WHAT TO DO — Print the records below word for word, keeping every line as it appears.

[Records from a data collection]
-- begin --
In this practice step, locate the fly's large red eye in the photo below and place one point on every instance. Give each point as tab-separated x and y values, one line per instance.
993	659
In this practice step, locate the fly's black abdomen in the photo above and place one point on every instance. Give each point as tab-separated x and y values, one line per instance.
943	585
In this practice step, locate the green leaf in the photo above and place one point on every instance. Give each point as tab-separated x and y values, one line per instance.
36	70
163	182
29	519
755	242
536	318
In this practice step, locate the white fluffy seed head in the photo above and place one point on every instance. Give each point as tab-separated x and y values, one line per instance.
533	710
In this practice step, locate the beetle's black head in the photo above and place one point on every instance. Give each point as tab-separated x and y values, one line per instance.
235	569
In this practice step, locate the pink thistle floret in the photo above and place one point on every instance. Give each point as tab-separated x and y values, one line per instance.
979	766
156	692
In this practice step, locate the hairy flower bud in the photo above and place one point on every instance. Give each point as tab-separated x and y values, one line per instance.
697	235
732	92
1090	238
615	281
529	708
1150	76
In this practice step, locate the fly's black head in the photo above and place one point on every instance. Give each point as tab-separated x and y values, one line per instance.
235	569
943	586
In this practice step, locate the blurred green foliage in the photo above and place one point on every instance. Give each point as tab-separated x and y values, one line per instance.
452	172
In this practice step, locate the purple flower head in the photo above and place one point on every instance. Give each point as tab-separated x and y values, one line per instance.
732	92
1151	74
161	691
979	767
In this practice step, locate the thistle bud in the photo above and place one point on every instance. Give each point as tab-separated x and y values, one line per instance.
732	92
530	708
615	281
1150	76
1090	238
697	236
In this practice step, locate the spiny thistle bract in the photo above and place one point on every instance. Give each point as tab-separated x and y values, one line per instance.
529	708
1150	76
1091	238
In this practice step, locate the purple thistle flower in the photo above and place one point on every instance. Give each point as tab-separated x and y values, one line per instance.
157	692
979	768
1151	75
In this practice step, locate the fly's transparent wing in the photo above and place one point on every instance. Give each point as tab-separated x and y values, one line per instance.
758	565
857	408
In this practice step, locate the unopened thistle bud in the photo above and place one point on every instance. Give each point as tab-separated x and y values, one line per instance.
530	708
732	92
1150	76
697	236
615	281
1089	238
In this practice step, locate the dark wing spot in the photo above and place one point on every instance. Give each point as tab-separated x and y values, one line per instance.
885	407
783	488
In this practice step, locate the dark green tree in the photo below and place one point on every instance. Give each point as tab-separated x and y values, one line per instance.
-- end --
SOLUTION TO THIS TASK —
In this practice step, locate the fly's large red eye in the photo below and place one point on every instance. Give each point as tab-separated x and y values, one line per instance.
993	659
In this practice step, locate the fly's black abdomen in the photo above and place one point on every instance. Give each point as tab-separated x and y values, one line per instance.
943	585
In this practice step, locate the green leaf in the photo above and place one point on every instance. Give each point as tab-separated x and y values, one line per instance.
36	70
163	182
29	519
755	242
536	318
In this practice step, locate the white fluffy seed head in the photo above and place one point on every instance. Give each point as tab-separated x and y values, one line per instance.
533	710
In this practice step, locate the beetle's black head in the photo above and place one point on every instance. Give each point as tab-separated x and y values, one line per instance.
235	569
In this practice step, locate the pink thistle floret in the photo above and place one point on every instance. Give each point as tab-separated x and y values, one line per instance.
979	766
156	692
In this practice step, locate the hairy flower bud in the photo above and place one point on every instance. Give each point as tab-separated x and y values, one line per instance.
697	235
732	92
1090	238
615	281
529	708
1150	76
In this practice step, locate the fly's black head in the photo above and place one point on every instance. Give each point as tab-separated x and y values, one line per instance.
235	569
943	586
In this practice step, locate the blurred green foliage in the photo above and place one point on every instance. Give each point as tab-separated x and y values, one line per instance.
452	172
In this practice step, locate the purple flower head in the photo above and place one point on every instance. Give each point as tab-separated x and y values, one line per instance.
732	92
1151	74
161	691
979	767
In this practice step, locate the thistle bud in the photo above and place one point on every instance. Give each point as tab-separated x and y values, one line per instance.
732	92
530	708
615	281
1150	76
1090	238
697	236
In this practice step, locate the spiny thistle bract in the photo above and place one point on every instance. Give each point as tab-separated x and y values, one line per instance.
529	708
1150	76
1091	238
In this practice step, locate the purple thistle flower in the photo above and place one point on every instance. Give each point as tab-separated x and y values, one line per instance.
157	692
979	768
1151	75
In this practice step, locate the fly's transparent wing in the photo above and place one point on every instance. Give each point as tab-separated x and y values, one line per instance.
758	565
857	408
In this practice step, locate the unopened thistle bud in the photo above and place one point on every instance. Give each point as tab-separated x and y values, one line per instance.
530	708
732	92
1150	76
697	236
615	281
1089	238
In this practice step, locate the dark wing spot in the photo above and place one point on every instance. Give each point as tab-separated x and y values, one line per instance.
885	407
783	488
In this practice step, locate the dark green tree in the photo below and place one point on every instance. Give each point as tab-separated x and y values, one line per instance.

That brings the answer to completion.